**GIVEN TASK:**
Can you switch "record the position" to "mark the location" in every one of the records below and write them out again with everything else left as it is?
Begin
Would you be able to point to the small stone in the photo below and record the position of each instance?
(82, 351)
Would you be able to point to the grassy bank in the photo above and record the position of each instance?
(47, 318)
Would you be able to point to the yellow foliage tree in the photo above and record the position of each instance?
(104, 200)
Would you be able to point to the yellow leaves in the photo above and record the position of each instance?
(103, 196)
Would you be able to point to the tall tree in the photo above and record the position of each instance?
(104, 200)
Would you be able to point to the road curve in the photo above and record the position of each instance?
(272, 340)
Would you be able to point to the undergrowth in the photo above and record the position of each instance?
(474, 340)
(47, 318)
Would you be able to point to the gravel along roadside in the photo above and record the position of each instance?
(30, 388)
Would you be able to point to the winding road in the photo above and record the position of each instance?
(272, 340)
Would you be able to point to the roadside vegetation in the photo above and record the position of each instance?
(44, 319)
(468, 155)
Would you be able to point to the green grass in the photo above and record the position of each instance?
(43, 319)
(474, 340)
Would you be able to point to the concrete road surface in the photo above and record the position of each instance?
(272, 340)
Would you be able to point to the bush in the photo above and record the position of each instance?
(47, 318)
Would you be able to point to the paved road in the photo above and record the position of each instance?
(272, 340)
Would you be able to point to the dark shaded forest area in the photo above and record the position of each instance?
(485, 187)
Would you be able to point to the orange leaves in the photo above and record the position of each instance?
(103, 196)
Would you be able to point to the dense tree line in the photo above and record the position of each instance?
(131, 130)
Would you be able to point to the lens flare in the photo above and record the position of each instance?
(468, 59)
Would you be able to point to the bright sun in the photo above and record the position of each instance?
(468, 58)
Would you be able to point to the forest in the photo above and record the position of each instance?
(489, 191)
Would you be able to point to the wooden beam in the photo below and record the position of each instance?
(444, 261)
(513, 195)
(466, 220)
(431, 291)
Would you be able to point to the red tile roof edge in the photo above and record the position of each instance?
End
**RESULT:**
Would you be able to point to the small stone in the photo below and mark the location of each instance?
(82, 351)
Would you be able to point to the grassy bank in the photo above and mark the location of each instance?
(47, 318)
Would you be able to point to the yellow foliage tree in the photo above and mark the location of each instance?
(104, 200)
Would you be able to point to the yellow leaves in the photo above and mark the location of each instance?
(103, 196)
Would you be able to point to the tall tree in the photo above and mark the location of each instance?
(104, 200)
Would you be able to point to the road curve in the photo above and mark the location of each instance?
(272, 340)
Would you be able to point to the undergrowth in the photo above and mark the location of each instance?
(474, 340)
(47, 318)
Would you be able to point to the gravel along roadside in the photo above and mark the location of each instance?
(30, 388)
Would you be able to point to the winding road in the photo above and mark the location of each instance?
(272, 340)
Would you be able to point to the roadside vegetation in the photo above and mark the location of each instance?
(44, 319)
(468, 155)
Would you be able to point to the green grass in the photo above and mark the location of each instance?
(43, 319)
(474, 340)
Would you be able to point to the concrete road surface in the photo above and mark the location of each instance?
(272, 340)
Would you be able to point to the bush in the photo above and mark the location of each instance?
(47, 318)
Would you be able to point to the paved road in the photo above and mark the location of each instance?
(272, 340)
Would you be able to point to the dark shaded forest area in the photo above and mark the location of each instance?
(485, 187)
Would you be able to point to the orange leaves in the photo above and mark the location of each instance?
(103, 196)
Would you be able to point to the dense tree line in the photo above and mark the location of each instance?
(131, 130)
Would you be able to point to the lens flare in the photo above and mark the location of each instance?
(468, 59)
Would you be able to point to the bright sun in the photo above and mark the location of each instance?
(468, 58)
Would you be able to point to the forest in the photo above and mark the location of each instance?
(489, 191)
Would you be able to point to the wooden beam in the photo below and mark the location of each instance?
(444, 261)
(513, 195)
(466, 220)
(431, 291)
Would you be able to point to the red tile roof edge in the photo above and mark the location of each instance?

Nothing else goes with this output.